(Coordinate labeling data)
[START]

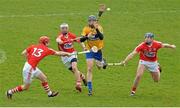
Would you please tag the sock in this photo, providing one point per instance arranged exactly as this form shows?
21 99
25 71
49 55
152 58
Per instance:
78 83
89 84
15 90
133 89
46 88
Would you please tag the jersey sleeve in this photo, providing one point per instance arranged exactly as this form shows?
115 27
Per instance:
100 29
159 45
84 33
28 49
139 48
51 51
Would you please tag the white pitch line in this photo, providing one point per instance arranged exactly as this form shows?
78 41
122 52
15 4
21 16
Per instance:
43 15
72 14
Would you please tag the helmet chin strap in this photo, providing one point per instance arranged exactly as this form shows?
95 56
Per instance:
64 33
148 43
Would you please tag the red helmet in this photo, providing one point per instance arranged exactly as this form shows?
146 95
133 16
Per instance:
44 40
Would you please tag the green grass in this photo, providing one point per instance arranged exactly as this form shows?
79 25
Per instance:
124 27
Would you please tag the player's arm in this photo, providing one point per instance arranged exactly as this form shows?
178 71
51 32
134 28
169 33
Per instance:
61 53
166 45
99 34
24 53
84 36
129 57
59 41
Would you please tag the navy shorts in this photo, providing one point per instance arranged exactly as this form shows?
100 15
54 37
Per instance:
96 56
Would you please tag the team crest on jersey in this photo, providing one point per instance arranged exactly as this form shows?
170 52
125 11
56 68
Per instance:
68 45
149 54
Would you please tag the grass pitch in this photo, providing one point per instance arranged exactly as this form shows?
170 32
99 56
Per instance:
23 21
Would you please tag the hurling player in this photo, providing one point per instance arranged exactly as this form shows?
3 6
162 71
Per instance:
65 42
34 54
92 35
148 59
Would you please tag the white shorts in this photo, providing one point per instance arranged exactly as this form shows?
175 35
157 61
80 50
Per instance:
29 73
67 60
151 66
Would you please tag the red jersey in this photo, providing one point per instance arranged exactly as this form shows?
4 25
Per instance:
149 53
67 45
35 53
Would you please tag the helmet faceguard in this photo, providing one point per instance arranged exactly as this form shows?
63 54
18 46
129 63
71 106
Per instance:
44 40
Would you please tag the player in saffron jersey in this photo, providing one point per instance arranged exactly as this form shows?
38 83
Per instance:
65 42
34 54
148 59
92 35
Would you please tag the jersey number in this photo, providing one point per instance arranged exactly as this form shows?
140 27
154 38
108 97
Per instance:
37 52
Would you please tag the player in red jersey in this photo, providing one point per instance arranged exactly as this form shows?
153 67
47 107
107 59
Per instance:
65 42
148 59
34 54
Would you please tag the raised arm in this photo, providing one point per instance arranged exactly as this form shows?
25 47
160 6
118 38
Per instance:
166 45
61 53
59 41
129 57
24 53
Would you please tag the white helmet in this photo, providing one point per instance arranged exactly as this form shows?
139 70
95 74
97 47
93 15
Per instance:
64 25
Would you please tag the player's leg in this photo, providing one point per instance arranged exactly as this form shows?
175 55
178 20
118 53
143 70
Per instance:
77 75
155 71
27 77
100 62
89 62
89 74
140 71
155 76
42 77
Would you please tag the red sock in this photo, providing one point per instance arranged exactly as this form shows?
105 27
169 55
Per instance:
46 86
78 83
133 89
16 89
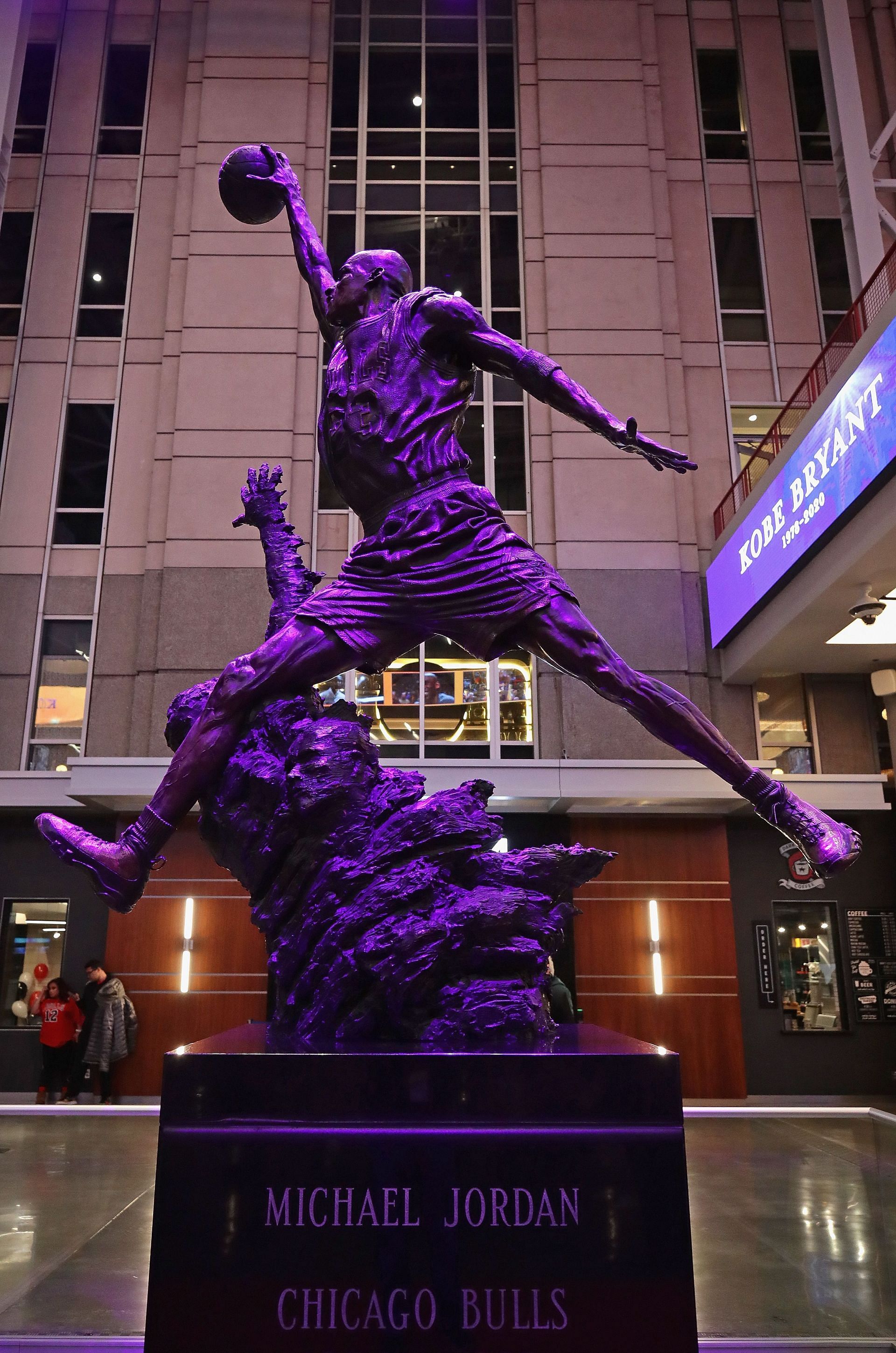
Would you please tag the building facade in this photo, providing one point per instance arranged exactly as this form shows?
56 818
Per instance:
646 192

[END]
[START]

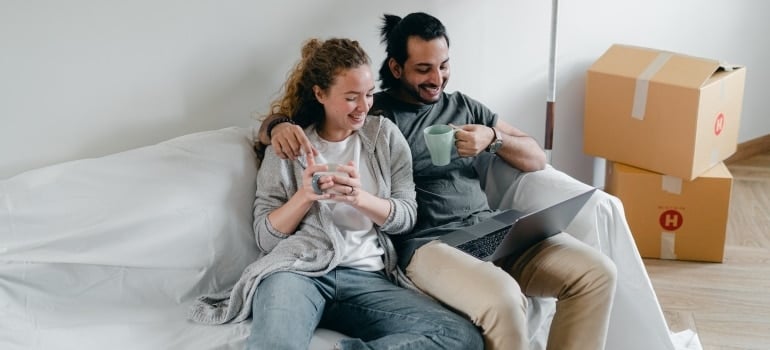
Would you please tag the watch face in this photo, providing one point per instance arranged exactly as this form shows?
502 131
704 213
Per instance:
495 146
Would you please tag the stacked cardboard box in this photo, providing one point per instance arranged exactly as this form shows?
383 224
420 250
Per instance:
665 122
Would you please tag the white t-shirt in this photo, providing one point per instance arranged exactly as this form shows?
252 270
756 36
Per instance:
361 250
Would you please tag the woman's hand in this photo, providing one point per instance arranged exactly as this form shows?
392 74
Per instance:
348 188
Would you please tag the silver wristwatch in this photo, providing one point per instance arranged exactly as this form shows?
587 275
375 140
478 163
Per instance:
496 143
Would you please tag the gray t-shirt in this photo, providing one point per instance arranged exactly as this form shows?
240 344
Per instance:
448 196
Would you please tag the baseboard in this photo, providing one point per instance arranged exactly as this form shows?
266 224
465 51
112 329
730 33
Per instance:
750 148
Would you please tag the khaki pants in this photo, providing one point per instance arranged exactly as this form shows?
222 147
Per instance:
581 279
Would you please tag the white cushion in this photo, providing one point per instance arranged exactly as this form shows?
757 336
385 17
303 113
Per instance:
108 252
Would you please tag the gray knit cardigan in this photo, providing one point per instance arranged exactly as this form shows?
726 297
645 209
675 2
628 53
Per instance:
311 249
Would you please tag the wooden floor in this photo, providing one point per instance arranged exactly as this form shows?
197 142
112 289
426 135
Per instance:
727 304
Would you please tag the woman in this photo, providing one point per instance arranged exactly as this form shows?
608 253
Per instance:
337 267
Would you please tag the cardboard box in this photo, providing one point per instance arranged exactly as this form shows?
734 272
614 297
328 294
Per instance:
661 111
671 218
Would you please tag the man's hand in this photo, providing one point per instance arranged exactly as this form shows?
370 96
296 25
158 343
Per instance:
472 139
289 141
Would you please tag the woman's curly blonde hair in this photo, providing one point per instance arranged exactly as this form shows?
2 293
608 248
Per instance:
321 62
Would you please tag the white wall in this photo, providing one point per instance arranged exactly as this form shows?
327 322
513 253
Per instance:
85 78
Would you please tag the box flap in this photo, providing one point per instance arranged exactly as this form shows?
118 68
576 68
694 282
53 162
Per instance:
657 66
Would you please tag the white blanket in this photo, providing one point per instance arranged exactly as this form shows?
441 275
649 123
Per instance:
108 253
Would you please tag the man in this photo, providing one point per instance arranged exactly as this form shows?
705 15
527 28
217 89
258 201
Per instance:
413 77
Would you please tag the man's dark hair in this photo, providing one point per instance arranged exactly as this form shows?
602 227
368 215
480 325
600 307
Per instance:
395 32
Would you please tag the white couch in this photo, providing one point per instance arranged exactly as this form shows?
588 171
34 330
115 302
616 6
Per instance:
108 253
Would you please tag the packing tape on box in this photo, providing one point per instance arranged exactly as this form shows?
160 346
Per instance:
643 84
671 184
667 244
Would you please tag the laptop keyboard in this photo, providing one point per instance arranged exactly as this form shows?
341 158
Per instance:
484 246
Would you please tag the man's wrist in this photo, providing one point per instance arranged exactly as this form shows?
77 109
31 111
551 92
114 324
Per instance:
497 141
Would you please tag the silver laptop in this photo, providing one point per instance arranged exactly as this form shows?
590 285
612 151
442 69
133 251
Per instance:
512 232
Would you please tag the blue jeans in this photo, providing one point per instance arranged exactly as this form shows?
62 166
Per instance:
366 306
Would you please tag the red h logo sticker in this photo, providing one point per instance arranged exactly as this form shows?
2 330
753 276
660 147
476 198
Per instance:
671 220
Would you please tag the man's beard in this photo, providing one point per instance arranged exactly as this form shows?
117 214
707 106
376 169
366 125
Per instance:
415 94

[END]
[START]

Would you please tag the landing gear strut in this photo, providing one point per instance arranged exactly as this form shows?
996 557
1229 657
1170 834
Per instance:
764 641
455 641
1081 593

[END]

#### Written instruction
Which lines in the items above contain the word "shorts"? Report each of them in full.

#### Result of the exercise
Would you please tag the navy shorts in this photo, providing one point per instance arranged exactly as this form shows?
Would you please tag the white shorts in this photo, providing one point per instance arranged exactly as this form shows?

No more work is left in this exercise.